GIVEN TASK A
Print the church core values passage word for word from "As I read the" up to and including "worship; and families.".
GIVEN TASK B
Turn the paragraph of the church core values passage that begins "(3) Temples." into a short bulleted list that keeps its main facts.
GIVEN TASK C
In the church core values passage, what growth in Church membership does one commenter cite?

PROVIDED PASSAGE
As I read the trends, there are four “core values” that church leaders are emphasizing: a more mainstream, less idiosyncratic image of Jesus; leadership by living prophets; temple worship; and families.
(1) Jesus. Compared to the Jesus of Mormonism forty years ago, the Jesus that church leaders talk about today is much closer to standard Christian ideas. This development is the clearest token of the church’s effort to move toward the Christian mainstream and away from the status of a peculiar, provincial sect. The oddness of nineteenth-century Mormon cosmology is being leached out of our discourse.
(2) Living prophets. The emphasis on living prophets is one possible answer to the question of what distinguishes the church if we move away from the social and doctrinal isolation of our origins. Church leaders have recognized the perhaps surprising fact that emphasizing living prophets does not require us to keep emphasizing the importance of Joseph Smith or the centrality of his revelations.
(3) Temples. This is another possible answer to the problem of distinguishing our church from other Christian churches. It is also a way of tying church members to certain behavioral rules. However, it is a mystery to me exactly what church leaders are planning for temples. Temples are nothing like a replacement for the milieu of a healthy ward; temples and wards provide fundamentally different things, whether socially, doctrinally, or spiritually. Yet the vitality of wards is being gradually depleted while more and more institutional energy is going toward temples.
(4) Families. “Home-centered and church-supported” seems to me a flimsy slogan rather than something substantive. But church leaders seem to be piling weight on that slogan. “Home” is a euphemism for “family,” and “family” means the ideal of the mid-twentieth-century white American middle-class TV sitcom family. All other types of families must adapt to church policies that are tailored to this ideal. “Home” or “family” serves as a hook on which to hang many things: the depletion of resources devoted to wards; the elevation of temples and temple theology; anti-gay, anti-queer, and anti-trans policies; patriarchal, anti-female practices. Whether families will ever serve as a focus of constructive, forward-looking teachings and practices is not clear to me.
This is probably a first attempt at defining what the church will look like. It seems likely that there will be more iterations of “core values” as leaders learn what is or is not working—and as leaders clarify and redefine their objectives. This will be a very long process, lasting many decades and several generations, I think.
Let’s face it: he is not in charge. And hasn’t been for a while. Hence the trans bigotry emanating from the person who is in charge: Oaks. Oaks has always worried about the little factories.
lws329’s recent comment has a lot of truth in it…
What a bunch of nonsense these comments are, written by many people who say in they no longer believe in the divinity of the church (why do you care then if its lead by a centenarian? Or anything it does for that matter?) The church has been lead by an elderly man since 1880!!!!! when 71 year old John Taylor took over. Every single president since then except for Heber J. Grant (who was 66) was in his 70’s or older when he become the top dog. Has the church grown or expanded at all since 1880?!
In my own short lifetime I have seen three Presidents (Hinckley, Monson and Nelson). All of them made huge changes and expansions in the church that, whether you agree with them or not, have seen the Church growing from 9.3M in 1995 to over 17M today.
Yep, we are clearly are lead by a bunch of fuddy duddies who don’t know what they are doing!
The constant whining in blogs about the “gerontocracy” with the supposed remedy of a retirement age of the apostles is a solution in search of a problem. Again what exactly is the problem here?

DATA ROWS
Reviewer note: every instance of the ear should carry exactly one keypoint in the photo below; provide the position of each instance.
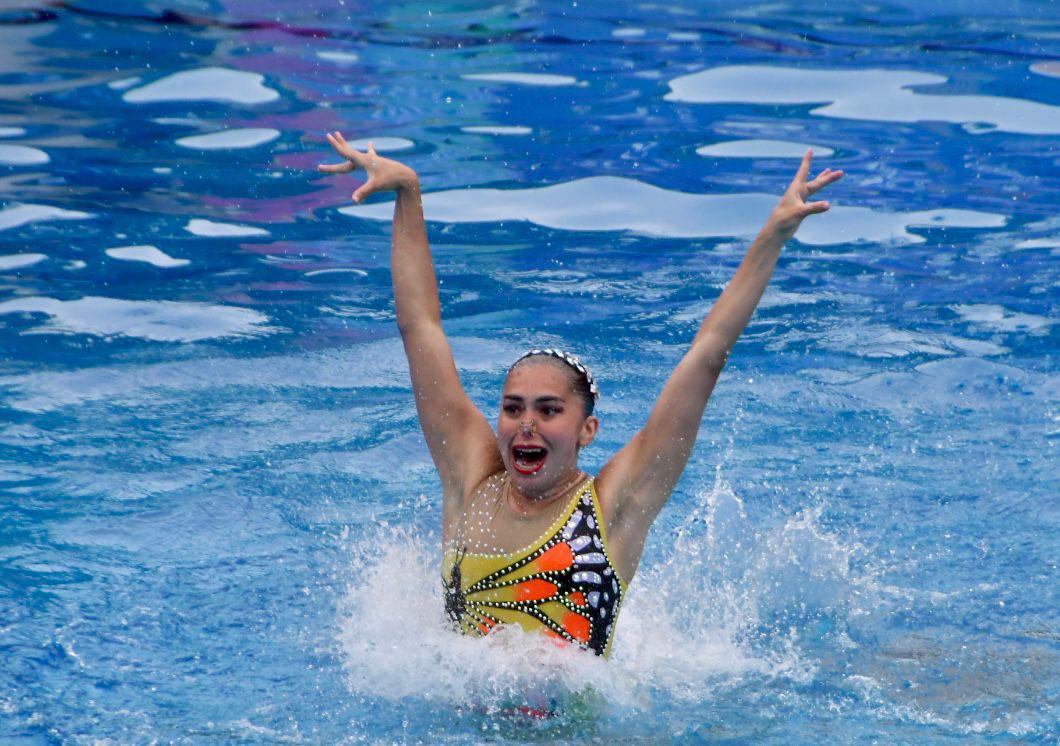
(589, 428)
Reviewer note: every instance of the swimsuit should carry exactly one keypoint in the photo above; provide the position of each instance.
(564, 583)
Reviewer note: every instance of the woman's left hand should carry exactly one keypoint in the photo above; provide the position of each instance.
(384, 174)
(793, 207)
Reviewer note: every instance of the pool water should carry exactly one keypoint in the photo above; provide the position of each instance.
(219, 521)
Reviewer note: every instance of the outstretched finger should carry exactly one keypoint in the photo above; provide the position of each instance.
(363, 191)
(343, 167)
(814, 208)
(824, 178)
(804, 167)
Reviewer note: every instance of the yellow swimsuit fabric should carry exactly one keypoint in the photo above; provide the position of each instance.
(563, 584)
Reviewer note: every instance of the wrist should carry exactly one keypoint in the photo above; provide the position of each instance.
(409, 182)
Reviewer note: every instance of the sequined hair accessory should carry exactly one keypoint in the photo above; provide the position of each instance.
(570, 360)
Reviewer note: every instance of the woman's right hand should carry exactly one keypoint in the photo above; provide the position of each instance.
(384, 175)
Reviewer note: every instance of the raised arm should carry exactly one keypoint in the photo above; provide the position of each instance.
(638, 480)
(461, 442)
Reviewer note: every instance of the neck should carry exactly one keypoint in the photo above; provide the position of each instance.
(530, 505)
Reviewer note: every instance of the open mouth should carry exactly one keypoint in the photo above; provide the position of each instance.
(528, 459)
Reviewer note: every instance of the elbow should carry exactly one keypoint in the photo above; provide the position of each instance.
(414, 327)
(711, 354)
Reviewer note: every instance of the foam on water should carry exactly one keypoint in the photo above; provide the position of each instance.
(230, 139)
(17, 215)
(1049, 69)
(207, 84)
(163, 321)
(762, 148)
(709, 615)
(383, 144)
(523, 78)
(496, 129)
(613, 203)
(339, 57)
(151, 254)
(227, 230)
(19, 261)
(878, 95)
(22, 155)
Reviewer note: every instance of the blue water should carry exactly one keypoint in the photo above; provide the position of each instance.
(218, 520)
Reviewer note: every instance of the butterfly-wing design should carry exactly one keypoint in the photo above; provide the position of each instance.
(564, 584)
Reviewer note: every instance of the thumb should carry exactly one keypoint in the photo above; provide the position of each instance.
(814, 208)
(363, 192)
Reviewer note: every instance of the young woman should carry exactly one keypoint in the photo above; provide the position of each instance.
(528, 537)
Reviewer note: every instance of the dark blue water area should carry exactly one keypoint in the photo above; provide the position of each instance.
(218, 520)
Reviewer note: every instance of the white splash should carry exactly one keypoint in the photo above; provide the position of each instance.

EXERCISE RESULT A
As I read the trends, there are four “core values” that church leaders are emphasizing: a more mainstream, less idiosyncratic image of Jesus; leadership by living prophets; temple worship; and families.

EXERCISE RESULT B
- Temples are another possible way to distinguish the church from other Christian churches.
- They also tie church members to certain behavioral rules.
- The writer finds it a mystery what church leaders are planning for temples.
- Temples are no replacement for a healthy ward. The two provide fundamentally different things socially, doctrinally, and spiritually.
- Even so, the vitality of wards is gradually being depleted while more institutional energy goes toward temples.

EXERCISE RESULT C
It grew from 9.3 million in 1995 to over 17 million today.